A team of Iraqi ministers visited battle-scarred Najaf on Saturday and discussed plans for rebuilding the holy city after three weeks of fighting that killed hundreds and drove oil prices to record highs.
The five ministers drove through a shattered urban landscape, inspected the city's Hazrat Ali (RA) shrine and held talks with Ayatollah Ali al-Sistani.
"We have come to Najaf to consolidate the peace settlement we reached and to congratulate Sistani," Minister of State Kasim Daoud, who led the delegation, told Reuters.
The ministers arrived outside Najaf in two Black Hawk helicopters and were driven through streets littered with wreckage and ammunition into its old city in a convoy led by police cars with sirens wailing.
After inspecting the shrine, Daoud said it was now free of weapons. He said the government hoped to reopen it to the public within 10 days.
The ministers held a 20-minute meeting with Sistani to discuss the government's plan to rebuild battle-damaged Najaf and to restore water, electricity, and sewage and hospital services.
Surveying Najaf streets strewn with mangled vehicles and mortar shells, the ministers promised the city would be rebuilt.
"The destruction is huge," Health Minister Alaadin Alwan said. "Najaf is going to be a big priority in the budget of the government. It needs a great deal of work to rebuild it."
Public Works Minister Nasreen Berwari said the government would "bring Najaf back to what it was before the war".
Iran's national heritage organisation has offered to pay for repairs to the shrine, where fire engines hosed down the outer walls of the mosque compound, pockmarked with bullets and shrapnel.

List of tasks:
1/ In the Najaf news report, how long was the ministers' meeting with Ayatollah Ali al-Sistani?
2/ Continue the Najaf news report from the point where it stops.

Input data:
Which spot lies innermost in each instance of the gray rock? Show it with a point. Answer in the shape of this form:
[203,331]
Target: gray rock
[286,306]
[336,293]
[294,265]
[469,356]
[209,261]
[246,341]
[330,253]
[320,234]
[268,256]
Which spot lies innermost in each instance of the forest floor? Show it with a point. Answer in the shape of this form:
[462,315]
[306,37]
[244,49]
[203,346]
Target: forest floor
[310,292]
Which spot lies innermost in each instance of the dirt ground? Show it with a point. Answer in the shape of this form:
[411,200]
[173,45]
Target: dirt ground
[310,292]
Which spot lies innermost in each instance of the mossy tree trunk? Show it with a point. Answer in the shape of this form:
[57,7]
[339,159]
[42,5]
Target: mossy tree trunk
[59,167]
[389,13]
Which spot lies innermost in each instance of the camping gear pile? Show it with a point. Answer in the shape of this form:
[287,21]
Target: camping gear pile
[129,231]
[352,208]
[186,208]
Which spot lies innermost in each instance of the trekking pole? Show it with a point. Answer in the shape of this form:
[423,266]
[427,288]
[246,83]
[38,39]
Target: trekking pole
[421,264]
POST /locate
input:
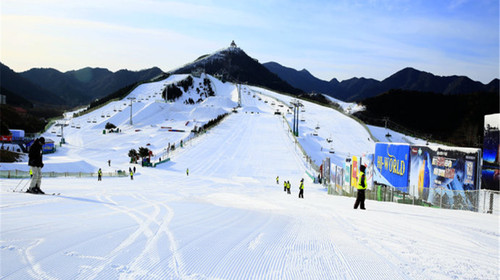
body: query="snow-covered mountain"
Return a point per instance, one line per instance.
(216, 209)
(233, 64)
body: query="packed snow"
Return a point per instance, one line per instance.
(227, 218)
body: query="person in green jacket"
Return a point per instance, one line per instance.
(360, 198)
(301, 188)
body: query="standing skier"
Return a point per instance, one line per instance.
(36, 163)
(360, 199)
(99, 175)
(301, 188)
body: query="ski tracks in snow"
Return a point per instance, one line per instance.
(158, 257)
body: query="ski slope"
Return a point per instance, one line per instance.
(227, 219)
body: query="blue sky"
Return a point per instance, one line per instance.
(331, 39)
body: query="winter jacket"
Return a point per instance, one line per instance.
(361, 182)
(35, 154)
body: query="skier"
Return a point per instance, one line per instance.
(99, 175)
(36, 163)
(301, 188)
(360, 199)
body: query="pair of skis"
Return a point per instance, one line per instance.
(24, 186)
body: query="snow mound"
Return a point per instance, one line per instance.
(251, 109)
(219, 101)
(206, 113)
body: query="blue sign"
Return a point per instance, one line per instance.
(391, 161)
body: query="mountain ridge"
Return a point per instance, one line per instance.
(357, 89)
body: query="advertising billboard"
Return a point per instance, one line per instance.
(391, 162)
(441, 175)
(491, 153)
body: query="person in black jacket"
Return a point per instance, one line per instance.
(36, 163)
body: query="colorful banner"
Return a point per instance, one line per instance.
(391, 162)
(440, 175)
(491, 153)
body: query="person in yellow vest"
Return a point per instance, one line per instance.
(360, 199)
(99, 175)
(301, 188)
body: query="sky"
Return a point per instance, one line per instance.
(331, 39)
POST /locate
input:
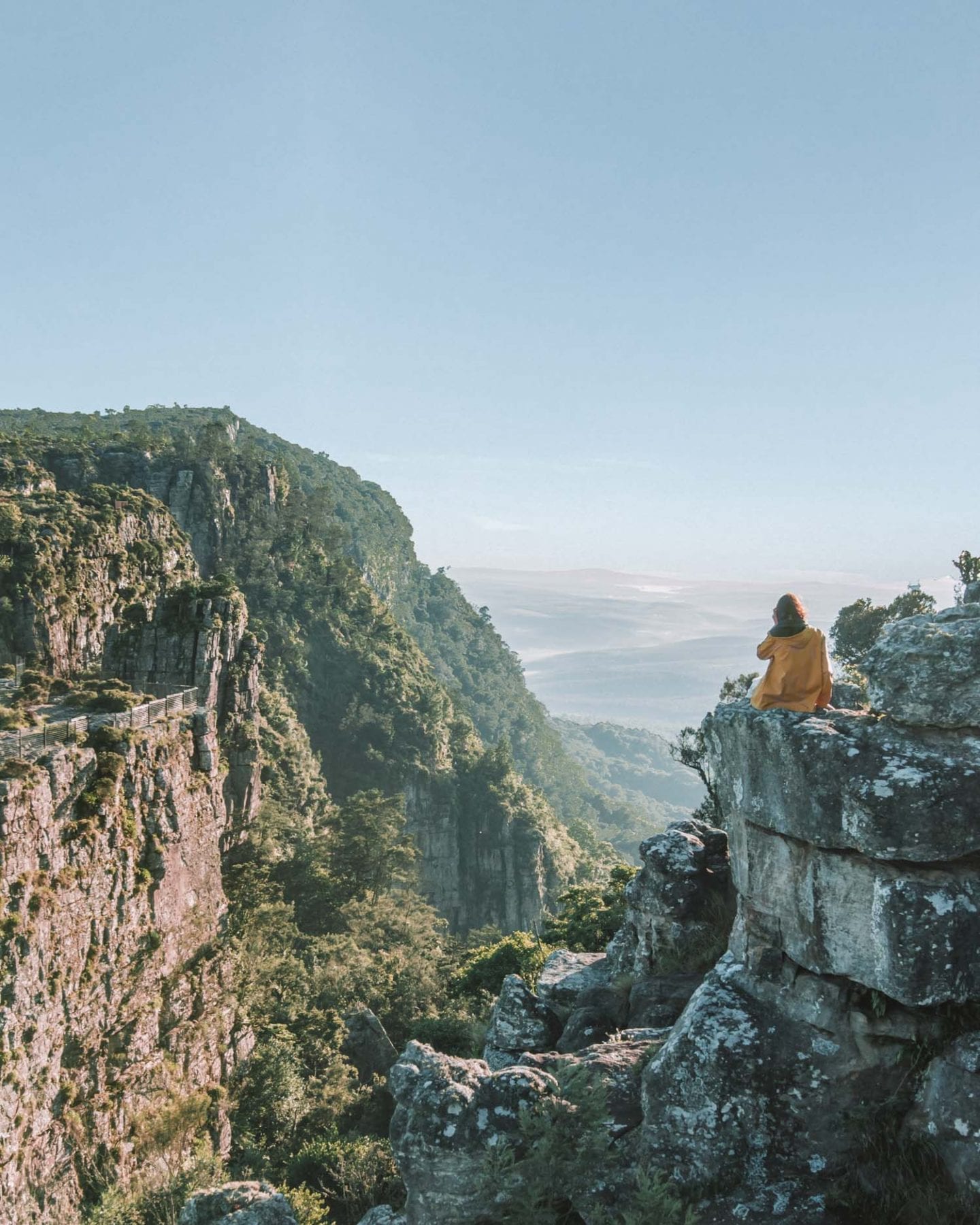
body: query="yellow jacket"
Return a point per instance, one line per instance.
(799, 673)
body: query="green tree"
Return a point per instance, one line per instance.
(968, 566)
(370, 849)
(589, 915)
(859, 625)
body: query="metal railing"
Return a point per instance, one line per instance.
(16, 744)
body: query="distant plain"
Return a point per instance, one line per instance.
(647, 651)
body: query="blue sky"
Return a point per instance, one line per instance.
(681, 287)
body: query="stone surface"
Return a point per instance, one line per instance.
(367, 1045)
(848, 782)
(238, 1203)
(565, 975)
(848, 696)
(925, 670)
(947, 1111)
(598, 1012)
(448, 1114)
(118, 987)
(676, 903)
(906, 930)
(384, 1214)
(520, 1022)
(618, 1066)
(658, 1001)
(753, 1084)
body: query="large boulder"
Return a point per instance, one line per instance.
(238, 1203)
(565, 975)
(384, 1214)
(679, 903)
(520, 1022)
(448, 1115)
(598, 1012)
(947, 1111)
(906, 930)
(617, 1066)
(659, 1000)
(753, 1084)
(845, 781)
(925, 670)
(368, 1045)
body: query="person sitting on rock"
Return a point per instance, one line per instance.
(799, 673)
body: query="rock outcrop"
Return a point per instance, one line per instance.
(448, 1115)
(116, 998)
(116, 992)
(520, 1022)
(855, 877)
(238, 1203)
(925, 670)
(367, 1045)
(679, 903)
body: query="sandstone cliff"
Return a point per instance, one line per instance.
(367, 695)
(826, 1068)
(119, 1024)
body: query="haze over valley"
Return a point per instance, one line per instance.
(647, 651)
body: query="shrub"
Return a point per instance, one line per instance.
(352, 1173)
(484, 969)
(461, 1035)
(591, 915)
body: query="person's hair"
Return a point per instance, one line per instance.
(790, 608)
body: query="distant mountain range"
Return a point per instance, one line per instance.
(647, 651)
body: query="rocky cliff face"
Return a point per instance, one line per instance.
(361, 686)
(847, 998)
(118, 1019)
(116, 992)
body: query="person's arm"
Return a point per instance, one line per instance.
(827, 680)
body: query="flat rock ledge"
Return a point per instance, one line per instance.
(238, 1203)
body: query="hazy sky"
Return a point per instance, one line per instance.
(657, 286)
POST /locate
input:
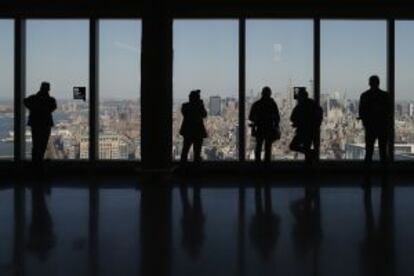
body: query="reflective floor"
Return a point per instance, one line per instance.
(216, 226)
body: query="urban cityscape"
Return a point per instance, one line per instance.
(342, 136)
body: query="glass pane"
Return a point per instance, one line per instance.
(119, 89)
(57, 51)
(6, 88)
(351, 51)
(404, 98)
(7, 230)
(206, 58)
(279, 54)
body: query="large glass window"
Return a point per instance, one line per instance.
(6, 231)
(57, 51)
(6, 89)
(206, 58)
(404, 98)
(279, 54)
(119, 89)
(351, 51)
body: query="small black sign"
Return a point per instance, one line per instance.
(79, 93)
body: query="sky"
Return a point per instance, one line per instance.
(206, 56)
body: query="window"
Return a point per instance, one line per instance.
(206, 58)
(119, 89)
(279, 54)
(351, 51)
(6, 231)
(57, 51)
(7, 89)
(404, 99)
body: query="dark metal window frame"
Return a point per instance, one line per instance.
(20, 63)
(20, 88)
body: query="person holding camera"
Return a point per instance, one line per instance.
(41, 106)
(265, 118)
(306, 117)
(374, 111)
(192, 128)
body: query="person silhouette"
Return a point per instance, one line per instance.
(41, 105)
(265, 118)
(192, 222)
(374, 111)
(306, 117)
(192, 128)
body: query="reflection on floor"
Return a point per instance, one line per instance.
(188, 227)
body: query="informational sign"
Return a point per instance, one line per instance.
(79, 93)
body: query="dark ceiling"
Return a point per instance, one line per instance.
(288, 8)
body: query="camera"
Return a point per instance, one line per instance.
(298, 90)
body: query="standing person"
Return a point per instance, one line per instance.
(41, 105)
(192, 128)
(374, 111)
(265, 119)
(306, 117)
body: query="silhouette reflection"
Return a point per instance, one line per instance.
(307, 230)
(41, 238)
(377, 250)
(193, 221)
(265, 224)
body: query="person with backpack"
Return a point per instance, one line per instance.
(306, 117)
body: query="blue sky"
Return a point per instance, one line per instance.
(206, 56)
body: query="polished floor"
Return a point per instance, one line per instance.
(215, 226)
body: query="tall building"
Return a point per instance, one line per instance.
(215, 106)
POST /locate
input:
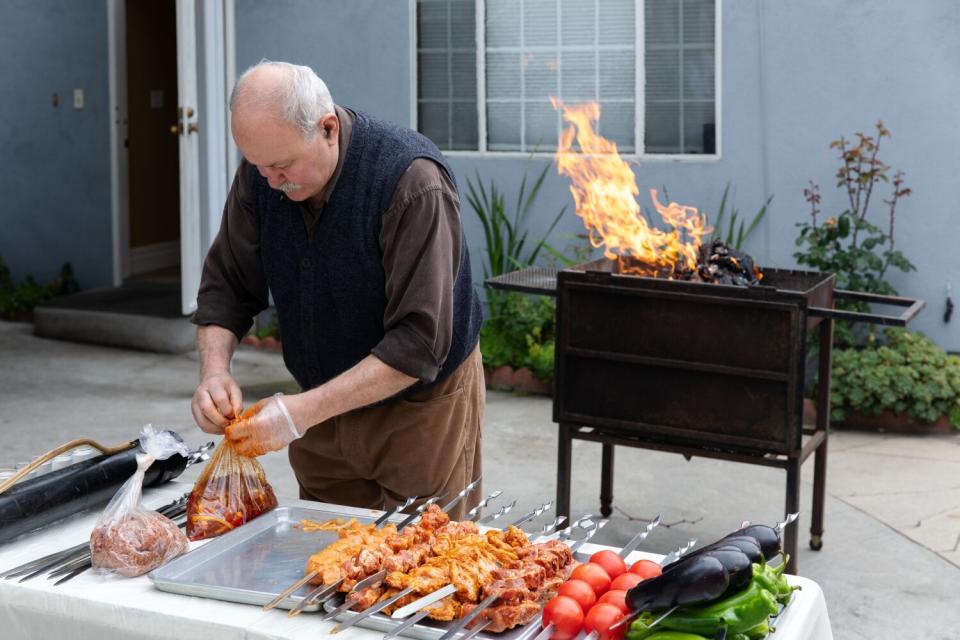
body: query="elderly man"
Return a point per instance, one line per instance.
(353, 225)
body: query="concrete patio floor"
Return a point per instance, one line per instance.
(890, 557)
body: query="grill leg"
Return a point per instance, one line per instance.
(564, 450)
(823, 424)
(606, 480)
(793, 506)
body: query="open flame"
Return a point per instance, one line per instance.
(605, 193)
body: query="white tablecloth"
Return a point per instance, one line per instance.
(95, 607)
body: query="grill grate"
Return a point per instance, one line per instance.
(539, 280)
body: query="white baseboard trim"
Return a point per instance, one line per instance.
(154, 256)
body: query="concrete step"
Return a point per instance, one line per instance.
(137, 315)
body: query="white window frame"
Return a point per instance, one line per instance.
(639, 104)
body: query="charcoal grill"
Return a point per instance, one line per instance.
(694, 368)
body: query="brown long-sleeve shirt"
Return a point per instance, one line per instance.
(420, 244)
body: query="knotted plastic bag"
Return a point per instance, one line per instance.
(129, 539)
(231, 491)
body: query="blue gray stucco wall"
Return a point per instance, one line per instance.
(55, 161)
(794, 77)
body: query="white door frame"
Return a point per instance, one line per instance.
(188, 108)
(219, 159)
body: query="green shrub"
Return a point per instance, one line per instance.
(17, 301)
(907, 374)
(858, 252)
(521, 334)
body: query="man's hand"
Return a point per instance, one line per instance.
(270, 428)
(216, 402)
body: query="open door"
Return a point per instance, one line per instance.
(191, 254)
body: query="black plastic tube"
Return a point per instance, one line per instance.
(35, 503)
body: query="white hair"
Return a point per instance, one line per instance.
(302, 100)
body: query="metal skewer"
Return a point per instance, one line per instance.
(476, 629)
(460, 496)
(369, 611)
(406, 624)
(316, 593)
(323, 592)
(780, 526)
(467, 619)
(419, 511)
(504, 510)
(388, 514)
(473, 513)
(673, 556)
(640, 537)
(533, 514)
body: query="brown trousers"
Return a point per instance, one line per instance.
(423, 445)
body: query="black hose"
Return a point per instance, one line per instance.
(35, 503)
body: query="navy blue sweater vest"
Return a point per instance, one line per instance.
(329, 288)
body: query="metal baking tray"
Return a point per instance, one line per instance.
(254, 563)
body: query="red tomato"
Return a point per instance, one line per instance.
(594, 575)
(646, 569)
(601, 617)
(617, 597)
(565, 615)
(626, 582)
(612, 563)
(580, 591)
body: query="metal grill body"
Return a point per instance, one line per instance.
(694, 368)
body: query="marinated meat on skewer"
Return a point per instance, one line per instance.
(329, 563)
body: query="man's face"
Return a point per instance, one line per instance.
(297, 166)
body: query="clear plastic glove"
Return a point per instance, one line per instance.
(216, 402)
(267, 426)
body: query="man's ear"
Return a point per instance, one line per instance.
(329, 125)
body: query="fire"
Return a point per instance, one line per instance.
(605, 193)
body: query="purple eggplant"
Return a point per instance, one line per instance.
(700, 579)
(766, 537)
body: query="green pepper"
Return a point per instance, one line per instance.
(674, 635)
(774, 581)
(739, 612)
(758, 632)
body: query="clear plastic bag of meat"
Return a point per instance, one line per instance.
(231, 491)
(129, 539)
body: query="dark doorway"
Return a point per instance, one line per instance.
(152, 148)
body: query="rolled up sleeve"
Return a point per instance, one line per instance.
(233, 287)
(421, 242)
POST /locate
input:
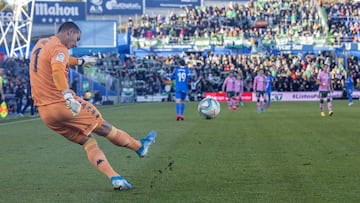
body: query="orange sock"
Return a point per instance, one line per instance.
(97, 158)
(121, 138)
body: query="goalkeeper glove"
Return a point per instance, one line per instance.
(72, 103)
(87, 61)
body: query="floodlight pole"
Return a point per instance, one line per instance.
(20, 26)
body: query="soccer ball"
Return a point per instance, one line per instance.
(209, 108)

Responses by task:
1/ It lasted 20 minutes.

2/
Dozens of municipal workers swept what rubble they could into shovels, trucks and lorries, watched by armed Iraqi national guardsmen and police.
There was little sign of militiamen still on the streets, despite a US checkpoint set up on the northern side of the cemetery, an AFP reporter said.
But fighting between Sadr's militiamen and US forces has taken a heavy toll. At one makeshift graveyard, residents exhumed the bodies of people they said were militants from Sadr's Mehdi Army and a few civilians. The fighters' names were written on pieces of paper stuffed into small medicine bottles and placed above the graves. They were described as "hero martyrs".
Nevertheless, Daoud admitted Sadr's fighters had not surrendered all their weapons to the authorities, defying one of three conditions laid down by the government for halting its US-backed assault on the militia.
"Most of the Mehdi Army are turning in their weapons but some are keeping them. Disarmament is continuing," Daoud said.
But many fighters have hidden their kalashnikovs rifles at home, and stashed mortars and rocket-propelled grenade launchers in safe houses.
"They will hide their weapons but will not hand them over to the police or to the army," Sadr spokesman Sheikh Ahmed Shaibani told AFP.
"Our fighters are still here. They will be able to go back to their work whilst remaining an army."
Moqtada Sadr hastily evacuated his shrine bastion after submitting late Thursday to Sistani's five-point deal, which stipulated only that Najaf and the adjacent shrine town of Kufa must be emptied of militiamen.
It made no mention of the militia's Baghdad stronghold of Sadr City or of cities in the south where the Mehdi Army has also clashed with foreign troops and Iraqi security forces.
Meanwhile, two French nationals have been taken hostage in Iraq by Islamic militants demanding the rescinding of a ban on the Islamic headscarf in French schools, the Arabic satellite news channel Al-Jazeera reported on Saturday.
The kidnappers from the Islamic Army in Iraq, the same group which killed Italian journalist Enzo Baldoni after taking him hostage, gave Paris a 48-hour ultimatum to meet its demands, the Qatar-based television said citing "our own sources in Iraq".